Embracing Change and The Oddity of Fandom Part 2

sum41-pledgeI debated staying up last night to write about what was bouncing around my head but I was too tired so opted for sleep instead. Now I am stuck composing this on my phone which I really didn’t want to have to do, but what are you going to do when the only computer is being occupied? There is nothing left to do but adapt and push forward. I need to get this out of me. It needs to be said. It doesn’t matter if anyone ever reads it. I will feel better for having said it.

A band I follow recently posted an announcement for a pre-order for the new album they are recording. It isn’t as if the new album was news to the people who are following them closely but everyone was excited for the opportunity to pre-order the long awaited new album. So many comments flooded in. There were lots of positive comments but then there are always those that like to tell the band what sound it should have and that it should sound like blah blah blah previous album. They don’t want any ballads. They don’t want another Screaming Bloody Murder album. They don’t want this and they don’t want that. They are pissed off because Dave and Stevo are no longer in the band. They want Deryck to stop wearing hats. They want Deryck to always wear his hair spiked the way he used to. They always want them to have campy silly photo shoots. Never let us see you have matured and grown. Better not age either because that might piss off some. People feel so entitled to say some of the most horrendous things to celebrities as if they aren’t human and have no feelings. I’m sure this isn’t an exclusive phenomenon experienced only by Sum 41. I’m pretty sure this fear of change is felt by every band who has any kind of following. I sat there reading the comments and I got really annoyed and was thinking “Fuck off!” I am still not sure why I got so annoyed and took the comments so personally. I am not a musician but I do consider myself an artist of sorts…a writer/poet.

*Collected material*.
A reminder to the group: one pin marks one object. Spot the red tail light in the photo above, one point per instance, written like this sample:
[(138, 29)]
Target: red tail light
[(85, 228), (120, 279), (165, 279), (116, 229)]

*Stated exercise 1*.
Name every person the post about Sum 41 fandom refers to by name.
*Stated exercise 2*.
Write the next part of the post about Sum 41 fandom and change, picking up after its final sentence.

*Final result 1*.
Dave, Stevo, Deryck

*Final result 2*.
This isn’t a new topic. I have discussed it in comments on the Sum 41 Instagram page. More than once I have discussed how I feel about it all. From a spiritual stand point, I understand that the people who want the music and the band to stay exactly the same have a fear of change and this is being reflected in their desire to keep the things in their life exactly the same. Their desire to keep things exactly the same is so strong that they try to control those around them…including the bands they love. They threaten to not be a fan anymore or they say mean and hateful things. It would be very easy to get upset and lash out at some of these people but each person has a story. Each person has feelings and their reactions are based in a fear of change. I had to step away, pause and think about it instead of reacting out of anger.

Perhaps the best I can do is write this blog and try to show them that their desire to keep their favorite band exactly the same is based in a fear of change and reflects their own fear of moving forward and change in their own lives. The majority of the Sum 41 fans are angsty teens whose whole lives feel volatile and unstable because they are nearing that point where big changes are getting ready to take place be it leaving high school, starting college, etc. Kids are highly hormonal at that point as well therefore emotions are all over the place. They desire something constant and stable in their lives if they have a sense that their life is out of control…which is why they seek to try to control what matters to them most like a band whose music speaks to their angst.

My hope is that some of these people will recognize their fear of change and then choose to face it. I challenge them to embrace change. Embrace change in yourselves and in others…even if it means your paths part because of it.

Here is the thing, we all have free will to choose. If a band no longer makes music you dig, move on and discover something new that speaks to your soul. There are SO many bands out there to choose from. It is okay to hold a special place in your heart for the albums you loved that are basically like a soundtrack for a specific time period in your life, but don’t expect anyone to stay exactly the same because of your fear of change.

Below is an exchange that took place after the below photo was posted on Instagram:

sum41-2015oktobre17: sum41 Long live Sum 41!! May tomorrow always bring about changes for all of you that help you be the very best versions of yourselves. May “right now” always be the moment you cherish most and be filled with all the music of your soul.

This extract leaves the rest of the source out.